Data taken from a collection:
┄┄┄┄┄┄┄┄┄┄
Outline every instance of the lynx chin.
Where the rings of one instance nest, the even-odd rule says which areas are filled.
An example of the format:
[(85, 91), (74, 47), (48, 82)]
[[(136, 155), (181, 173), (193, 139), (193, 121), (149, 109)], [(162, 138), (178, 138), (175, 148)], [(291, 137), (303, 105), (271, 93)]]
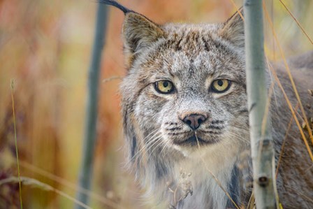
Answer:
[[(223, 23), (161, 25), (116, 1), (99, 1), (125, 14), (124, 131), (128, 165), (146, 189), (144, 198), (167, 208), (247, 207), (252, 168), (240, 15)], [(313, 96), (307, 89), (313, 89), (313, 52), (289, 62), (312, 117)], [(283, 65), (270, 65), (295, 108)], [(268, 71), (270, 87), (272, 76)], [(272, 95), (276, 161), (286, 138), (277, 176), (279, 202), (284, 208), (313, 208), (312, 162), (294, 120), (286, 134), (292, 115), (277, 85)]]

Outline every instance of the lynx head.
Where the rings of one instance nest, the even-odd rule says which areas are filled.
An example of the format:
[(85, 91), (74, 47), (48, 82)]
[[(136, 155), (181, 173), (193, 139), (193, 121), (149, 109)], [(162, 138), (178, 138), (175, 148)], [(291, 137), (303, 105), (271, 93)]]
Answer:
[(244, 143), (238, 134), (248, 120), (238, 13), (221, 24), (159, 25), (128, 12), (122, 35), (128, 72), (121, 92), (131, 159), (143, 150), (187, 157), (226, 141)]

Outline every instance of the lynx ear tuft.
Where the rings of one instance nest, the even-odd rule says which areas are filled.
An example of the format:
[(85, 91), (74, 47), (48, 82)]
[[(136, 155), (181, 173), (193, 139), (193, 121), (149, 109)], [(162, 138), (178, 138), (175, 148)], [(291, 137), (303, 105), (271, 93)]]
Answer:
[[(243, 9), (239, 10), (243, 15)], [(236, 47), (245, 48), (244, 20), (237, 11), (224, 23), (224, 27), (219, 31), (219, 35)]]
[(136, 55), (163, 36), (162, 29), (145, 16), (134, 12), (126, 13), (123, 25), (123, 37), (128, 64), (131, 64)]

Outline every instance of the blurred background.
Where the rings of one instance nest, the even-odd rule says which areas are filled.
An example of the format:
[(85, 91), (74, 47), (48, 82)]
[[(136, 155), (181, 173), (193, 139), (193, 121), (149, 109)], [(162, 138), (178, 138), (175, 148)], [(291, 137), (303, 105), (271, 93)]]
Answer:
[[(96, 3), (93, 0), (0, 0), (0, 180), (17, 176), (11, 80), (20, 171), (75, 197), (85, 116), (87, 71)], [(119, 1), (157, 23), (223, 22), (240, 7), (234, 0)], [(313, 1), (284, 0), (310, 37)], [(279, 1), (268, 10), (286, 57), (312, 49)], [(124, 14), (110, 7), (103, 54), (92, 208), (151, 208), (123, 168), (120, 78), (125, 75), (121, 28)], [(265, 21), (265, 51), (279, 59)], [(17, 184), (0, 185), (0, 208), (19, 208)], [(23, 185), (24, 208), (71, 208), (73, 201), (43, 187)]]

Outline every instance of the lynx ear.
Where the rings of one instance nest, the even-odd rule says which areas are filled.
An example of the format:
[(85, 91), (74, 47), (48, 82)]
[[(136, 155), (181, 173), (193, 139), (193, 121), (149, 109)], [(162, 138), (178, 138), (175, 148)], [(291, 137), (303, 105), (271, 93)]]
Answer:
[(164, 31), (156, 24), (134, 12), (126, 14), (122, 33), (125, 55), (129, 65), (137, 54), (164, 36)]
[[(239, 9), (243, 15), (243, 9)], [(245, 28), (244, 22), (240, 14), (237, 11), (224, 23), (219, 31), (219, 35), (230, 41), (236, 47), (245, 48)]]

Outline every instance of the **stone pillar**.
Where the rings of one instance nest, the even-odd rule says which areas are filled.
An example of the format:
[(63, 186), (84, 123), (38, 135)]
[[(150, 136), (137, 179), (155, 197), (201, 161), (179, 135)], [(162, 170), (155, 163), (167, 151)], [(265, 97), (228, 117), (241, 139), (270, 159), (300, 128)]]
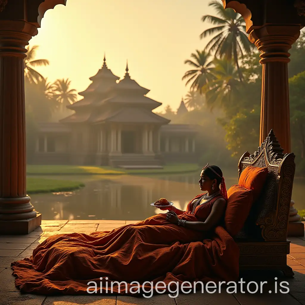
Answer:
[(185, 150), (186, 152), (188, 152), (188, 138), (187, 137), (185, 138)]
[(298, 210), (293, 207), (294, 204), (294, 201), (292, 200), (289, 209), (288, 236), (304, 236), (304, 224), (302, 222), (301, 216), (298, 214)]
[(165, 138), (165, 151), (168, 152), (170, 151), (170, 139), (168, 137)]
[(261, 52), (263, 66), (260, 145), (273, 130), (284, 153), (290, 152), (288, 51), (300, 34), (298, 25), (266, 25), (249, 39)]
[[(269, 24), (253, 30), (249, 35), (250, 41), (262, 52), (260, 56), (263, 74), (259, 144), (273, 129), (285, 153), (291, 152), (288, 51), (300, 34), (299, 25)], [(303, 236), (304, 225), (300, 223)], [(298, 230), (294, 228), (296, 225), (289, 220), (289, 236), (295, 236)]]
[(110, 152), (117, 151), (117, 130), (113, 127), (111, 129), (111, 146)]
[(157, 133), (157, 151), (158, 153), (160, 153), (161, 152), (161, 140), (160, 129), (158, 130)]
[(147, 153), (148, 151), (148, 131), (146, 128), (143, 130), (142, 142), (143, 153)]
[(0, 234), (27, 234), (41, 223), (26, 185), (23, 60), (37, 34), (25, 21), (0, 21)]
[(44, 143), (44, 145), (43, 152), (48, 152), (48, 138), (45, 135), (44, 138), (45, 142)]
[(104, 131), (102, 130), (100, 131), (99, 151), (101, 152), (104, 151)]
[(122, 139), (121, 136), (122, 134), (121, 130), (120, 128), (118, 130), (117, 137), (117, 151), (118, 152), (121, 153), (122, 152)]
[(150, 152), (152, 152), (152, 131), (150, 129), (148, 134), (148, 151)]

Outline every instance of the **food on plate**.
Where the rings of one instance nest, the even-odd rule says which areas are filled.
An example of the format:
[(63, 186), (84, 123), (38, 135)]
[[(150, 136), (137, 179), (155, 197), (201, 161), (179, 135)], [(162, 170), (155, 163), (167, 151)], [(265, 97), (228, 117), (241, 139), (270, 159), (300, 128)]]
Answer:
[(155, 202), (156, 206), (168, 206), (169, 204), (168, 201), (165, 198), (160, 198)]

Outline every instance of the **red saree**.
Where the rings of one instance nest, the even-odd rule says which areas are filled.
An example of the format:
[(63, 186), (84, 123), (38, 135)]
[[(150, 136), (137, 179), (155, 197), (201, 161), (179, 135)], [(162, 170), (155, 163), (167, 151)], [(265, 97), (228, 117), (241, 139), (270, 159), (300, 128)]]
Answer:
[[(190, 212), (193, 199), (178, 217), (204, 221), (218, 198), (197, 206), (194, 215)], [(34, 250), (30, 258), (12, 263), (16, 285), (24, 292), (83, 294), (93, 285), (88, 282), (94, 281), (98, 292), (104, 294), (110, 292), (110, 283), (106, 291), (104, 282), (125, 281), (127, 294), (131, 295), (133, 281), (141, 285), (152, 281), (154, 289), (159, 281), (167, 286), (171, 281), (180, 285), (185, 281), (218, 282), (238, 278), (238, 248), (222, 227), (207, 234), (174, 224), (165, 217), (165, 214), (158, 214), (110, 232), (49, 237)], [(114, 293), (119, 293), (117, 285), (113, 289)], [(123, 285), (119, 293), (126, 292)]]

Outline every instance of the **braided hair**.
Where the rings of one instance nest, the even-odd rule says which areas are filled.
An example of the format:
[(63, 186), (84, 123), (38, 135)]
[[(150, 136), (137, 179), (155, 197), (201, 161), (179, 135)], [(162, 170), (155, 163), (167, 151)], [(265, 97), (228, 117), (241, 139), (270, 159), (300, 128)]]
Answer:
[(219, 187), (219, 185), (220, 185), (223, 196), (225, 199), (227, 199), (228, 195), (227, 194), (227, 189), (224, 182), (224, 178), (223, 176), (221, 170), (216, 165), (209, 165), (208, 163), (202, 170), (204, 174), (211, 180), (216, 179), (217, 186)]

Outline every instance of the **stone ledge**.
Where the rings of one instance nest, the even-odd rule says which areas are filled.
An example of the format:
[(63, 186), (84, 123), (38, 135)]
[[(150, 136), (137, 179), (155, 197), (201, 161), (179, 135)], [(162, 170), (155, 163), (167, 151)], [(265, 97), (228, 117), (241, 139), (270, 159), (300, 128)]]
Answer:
┄┄┄┄┄┄┄┄┄┄
WORK TO DO: Copy out the lines starting with the one containing "Outline every instance of the **stone pillar**." and going on through the one containing "129), (111, 146)]", both included. Leave the pictures out of your copy.

ANSWER:
Outline every instance of the **stone pillar**.
Where the rings of one instance nest, the even-odd rule says which areas are filled.
An example of the format:
[(63, 186), (84, 123), (38, 135)]
[[(150, 136), (137, 179), (155, 197), (201, 161), (179, 135)], [(162, 170), (155, 163), (167, 151)], [(265, 97), (228, 117), (241, 139), (270, 159), (300, 128)]]
Answer:
[(185, 150), (186, 152), (188, 152), (188, 138), (187, 137), (185, 138)]
[(298, 210), (293, 207), (294, 204), (294, 201), (292, 200), (289, 209), (288, 236), (304, 236), (304, 224), (302, 222), (301, 216), (298, 214)]
[(165, 138), (165, 151), (168, 152), (170, 151), (170, 139), (168, 137)]
[(261, 52), (263, 66), (260, 145), (273, 130), (284, 153), (290, 152), (288, 51), (300, 34), (298, 25), (266, 25), (249, 39)]
[[(269, 24), (253, 30), (249, 35), (250, 41), (262, 52), (260, 56), (263, 74), (259, 144), (273, 129), (285, 153), (291, 152), (288, 51), (300, 34), (299, 25)], [(303, 236), (304, 225), (300, 223)], [(298, 230), (294, 228), (296, 225), (289, 220), (289, 236), (295, 236)]]
[(110, 152), (117, 151), (117, 130), (113, 127), (111, 129), (111, 146)]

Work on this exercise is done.